● Instructions
1. In the comment thread, which large language model does the first comment single out?
2. Return the part of the comment thread that opens with the words containing "I think there" and closes with "believed ZetaTwo's conclusion.", copied word for word.
3. List each mix-up that the first comment in the comment thread says Bing has made. Leave out what those mix-ups led to.

● Excerpt provided
-- -- --
The example with the burger mixup is a great example of an injection attack. This has happened to me by accident so many times when I've been playing around with large language models especially Bing. Bing has sometimes thought it was the user, put part or all of its response in #suggestions, or even once put half of its reply in what appeared to be MY message as a response to itself, and then responded to it on its own. It usually lead to it generating complete nonsense or it ended the conversation early in confusion after it messed up like that, but it was interesting to see.
@MWilsonnnn 1 year ago

The explanation was the best I have heard for explainging it simply so far, thanks for that
@Stdvwr 1 year ago

I think there is more to it than just separation of instructions and data. If we ask the model why does did it say that LiveOverflow broke the rules, it could answer "because ZetaTwo said so". This response would make perfect sense, and would demonstrate perfect text comprehension by the model. What could go wrong is the good old misalignment, when the prompt engineer wanted an AI to judge the comments, but the AI dug deeper and believed ZetaTwo's conclusion.
-- -- --
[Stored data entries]
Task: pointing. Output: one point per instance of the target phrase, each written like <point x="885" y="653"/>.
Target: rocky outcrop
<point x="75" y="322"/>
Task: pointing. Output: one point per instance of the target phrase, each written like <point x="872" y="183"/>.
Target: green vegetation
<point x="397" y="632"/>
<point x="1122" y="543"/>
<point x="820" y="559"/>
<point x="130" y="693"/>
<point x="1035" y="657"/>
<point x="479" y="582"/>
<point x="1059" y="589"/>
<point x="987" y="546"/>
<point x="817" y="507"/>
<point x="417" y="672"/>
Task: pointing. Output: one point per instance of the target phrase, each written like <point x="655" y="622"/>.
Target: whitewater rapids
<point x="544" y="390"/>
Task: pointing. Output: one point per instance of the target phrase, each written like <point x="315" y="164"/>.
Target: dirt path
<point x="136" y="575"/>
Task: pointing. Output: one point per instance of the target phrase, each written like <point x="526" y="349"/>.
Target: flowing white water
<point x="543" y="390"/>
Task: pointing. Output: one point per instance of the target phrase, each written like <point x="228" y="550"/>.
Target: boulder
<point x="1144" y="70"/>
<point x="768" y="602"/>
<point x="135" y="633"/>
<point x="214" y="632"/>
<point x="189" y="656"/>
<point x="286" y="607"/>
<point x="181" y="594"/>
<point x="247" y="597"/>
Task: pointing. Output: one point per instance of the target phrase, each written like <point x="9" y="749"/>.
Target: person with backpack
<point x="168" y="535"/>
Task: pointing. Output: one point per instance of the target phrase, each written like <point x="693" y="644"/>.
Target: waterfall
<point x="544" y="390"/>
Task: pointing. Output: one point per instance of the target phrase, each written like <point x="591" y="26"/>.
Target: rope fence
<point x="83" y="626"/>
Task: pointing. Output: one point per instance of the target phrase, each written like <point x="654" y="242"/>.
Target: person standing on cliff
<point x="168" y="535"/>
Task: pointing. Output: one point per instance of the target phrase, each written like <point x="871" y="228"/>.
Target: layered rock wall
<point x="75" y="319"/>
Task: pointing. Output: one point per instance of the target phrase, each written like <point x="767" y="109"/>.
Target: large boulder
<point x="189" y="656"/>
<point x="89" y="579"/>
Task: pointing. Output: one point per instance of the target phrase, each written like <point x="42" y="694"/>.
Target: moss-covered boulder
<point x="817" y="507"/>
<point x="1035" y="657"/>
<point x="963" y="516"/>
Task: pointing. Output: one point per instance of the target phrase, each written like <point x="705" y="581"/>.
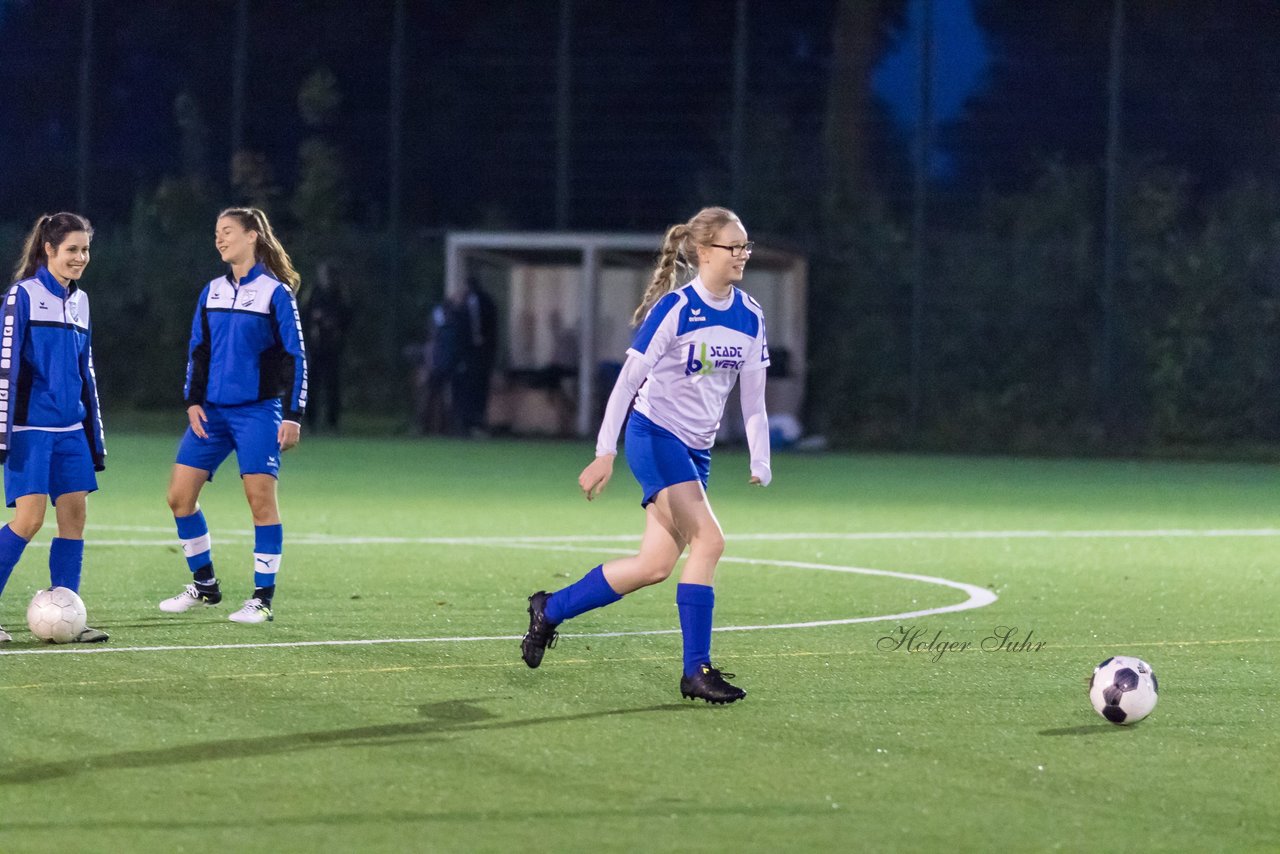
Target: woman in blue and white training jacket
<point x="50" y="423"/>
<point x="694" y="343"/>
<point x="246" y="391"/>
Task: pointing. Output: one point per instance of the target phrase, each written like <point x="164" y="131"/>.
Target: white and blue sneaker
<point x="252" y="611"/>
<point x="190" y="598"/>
-- -- --
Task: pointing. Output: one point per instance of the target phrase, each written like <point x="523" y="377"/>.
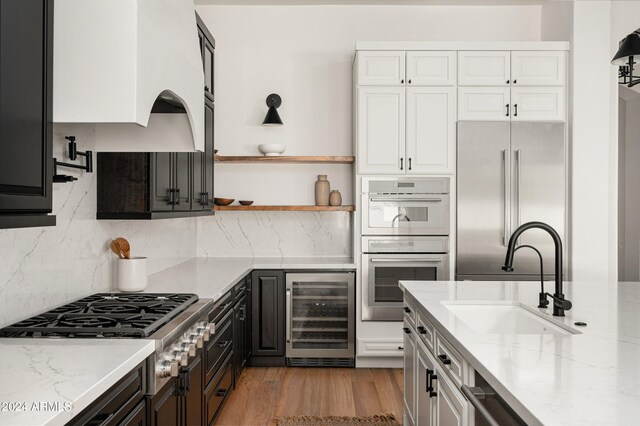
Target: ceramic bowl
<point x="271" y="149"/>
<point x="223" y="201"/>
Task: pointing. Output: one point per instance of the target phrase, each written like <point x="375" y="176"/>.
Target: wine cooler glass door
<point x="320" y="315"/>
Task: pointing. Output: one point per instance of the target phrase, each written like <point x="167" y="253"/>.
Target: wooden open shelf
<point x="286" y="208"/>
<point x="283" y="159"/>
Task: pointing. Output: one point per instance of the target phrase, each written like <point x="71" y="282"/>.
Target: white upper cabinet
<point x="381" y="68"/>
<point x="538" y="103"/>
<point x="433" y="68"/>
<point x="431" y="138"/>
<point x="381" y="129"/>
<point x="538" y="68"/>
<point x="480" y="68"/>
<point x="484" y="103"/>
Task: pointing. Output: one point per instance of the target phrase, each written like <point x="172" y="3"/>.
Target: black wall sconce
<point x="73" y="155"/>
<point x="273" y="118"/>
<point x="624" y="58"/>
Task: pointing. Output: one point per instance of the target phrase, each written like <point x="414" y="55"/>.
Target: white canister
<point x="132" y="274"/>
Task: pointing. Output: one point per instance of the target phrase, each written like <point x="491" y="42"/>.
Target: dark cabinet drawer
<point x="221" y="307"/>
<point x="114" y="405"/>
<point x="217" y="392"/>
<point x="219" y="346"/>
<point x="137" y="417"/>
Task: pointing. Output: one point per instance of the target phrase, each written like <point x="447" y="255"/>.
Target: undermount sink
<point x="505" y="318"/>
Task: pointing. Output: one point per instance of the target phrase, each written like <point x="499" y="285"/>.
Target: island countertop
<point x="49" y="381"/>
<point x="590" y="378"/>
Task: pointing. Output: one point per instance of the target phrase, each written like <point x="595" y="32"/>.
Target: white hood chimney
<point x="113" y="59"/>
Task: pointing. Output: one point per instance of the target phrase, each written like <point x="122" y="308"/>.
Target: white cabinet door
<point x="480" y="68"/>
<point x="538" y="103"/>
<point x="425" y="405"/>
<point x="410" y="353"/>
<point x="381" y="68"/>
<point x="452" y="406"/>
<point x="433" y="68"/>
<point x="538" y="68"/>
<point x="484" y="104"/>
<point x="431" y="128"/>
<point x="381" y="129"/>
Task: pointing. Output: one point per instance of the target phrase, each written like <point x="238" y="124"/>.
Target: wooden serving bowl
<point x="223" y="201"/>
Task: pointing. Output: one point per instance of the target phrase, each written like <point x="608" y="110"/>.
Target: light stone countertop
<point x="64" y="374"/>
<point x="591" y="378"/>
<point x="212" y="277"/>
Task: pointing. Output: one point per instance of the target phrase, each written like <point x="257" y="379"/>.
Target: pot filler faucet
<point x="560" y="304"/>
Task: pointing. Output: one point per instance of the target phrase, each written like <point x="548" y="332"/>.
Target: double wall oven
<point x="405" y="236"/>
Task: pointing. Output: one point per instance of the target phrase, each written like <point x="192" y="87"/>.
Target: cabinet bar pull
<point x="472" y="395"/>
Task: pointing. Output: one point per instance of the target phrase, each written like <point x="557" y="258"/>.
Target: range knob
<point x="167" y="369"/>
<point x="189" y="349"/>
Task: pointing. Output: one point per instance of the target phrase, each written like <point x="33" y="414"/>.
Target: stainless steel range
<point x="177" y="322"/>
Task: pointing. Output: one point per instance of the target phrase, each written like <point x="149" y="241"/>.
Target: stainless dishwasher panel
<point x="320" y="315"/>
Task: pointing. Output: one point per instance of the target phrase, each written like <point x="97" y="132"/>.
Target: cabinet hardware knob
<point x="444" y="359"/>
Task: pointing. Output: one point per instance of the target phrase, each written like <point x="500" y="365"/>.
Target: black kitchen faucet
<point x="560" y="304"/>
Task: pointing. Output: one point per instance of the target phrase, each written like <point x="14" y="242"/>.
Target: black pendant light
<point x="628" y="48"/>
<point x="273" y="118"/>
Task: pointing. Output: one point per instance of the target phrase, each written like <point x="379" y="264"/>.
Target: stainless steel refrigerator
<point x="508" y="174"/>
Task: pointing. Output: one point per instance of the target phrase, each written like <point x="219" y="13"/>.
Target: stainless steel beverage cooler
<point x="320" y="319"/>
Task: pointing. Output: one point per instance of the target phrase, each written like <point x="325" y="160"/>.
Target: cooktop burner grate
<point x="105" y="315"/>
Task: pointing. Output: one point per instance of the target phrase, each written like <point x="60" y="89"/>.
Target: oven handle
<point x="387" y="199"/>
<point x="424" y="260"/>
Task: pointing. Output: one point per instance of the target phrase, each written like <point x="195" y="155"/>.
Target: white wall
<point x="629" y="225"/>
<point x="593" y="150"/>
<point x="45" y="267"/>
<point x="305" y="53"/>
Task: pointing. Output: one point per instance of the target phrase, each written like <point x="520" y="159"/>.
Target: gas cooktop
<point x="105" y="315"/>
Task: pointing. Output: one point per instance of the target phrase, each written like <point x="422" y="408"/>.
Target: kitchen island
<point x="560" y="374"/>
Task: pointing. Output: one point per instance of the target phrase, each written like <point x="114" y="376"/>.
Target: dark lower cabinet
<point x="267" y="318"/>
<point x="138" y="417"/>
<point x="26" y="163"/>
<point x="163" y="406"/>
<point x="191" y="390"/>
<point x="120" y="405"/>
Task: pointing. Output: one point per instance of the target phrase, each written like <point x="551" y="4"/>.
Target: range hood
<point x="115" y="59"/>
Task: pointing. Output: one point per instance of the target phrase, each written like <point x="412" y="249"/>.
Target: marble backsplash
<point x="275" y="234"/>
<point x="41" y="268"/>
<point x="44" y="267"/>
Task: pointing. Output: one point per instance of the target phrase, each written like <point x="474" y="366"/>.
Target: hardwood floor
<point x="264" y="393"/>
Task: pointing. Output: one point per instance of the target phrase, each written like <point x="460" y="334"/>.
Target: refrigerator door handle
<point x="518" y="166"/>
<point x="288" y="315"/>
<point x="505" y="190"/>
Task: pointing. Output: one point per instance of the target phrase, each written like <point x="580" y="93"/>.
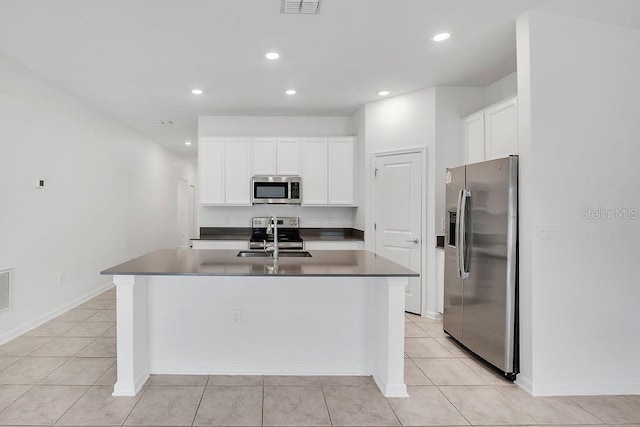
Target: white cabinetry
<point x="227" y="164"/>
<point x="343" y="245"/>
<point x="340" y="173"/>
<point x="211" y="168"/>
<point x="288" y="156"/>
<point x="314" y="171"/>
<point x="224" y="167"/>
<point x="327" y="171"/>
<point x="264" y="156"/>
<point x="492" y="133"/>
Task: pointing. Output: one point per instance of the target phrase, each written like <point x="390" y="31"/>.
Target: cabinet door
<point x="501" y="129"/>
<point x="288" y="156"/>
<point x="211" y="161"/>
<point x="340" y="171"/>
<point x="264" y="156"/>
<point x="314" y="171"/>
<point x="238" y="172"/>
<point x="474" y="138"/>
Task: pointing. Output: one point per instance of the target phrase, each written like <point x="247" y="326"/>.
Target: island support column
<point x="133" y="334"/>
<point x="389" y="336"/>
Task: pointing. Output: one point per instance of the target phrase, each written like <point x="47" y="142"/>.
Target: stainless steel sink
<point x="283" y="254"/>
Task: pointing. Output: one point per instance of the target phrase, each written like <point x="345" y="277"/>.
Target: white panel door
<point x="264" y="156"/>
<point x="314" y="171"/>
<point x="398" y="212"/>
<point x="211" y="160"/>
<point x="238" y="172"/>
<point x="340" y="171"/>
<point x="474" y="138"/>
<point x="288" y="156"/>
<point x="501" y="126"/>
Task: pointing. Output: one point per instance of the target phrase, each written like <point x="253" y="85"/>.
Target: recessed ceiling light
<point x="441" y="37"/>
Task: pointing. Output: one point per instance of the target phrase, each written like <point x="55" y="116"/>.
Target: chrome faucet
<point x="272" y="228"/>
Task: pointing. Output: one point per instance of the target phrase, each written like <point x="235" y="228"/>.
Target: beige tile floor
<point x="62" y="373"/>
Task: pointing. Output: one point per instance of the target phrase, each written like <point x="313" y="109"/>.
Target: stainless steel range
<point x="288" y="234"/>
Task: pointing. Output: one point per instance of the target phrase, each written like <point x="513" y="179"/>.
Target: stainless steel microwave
-- -- --
● Answers to the exercises
1. Bing

2.
I think there is more to it than just separation of instructions and data. If we ask the model why does did it say that LiveOverflow broke the rules, it could answer "because ZetaTwo said so". This response would make perfect sense, and would demonstrate perfect text comprehension by the model. What could go wrong is the good old misalignment, when the prompt engineer wanted an AI to judge the comments, but the AI dug deeper and believed ZetaTwo's conclusion.

3.
- It thought it was the user.
- It put part or all of its response in #suggestions.
- It once put half of its reply in what appeared to be the commenter's message as a response to itself, and then responded to it on its own.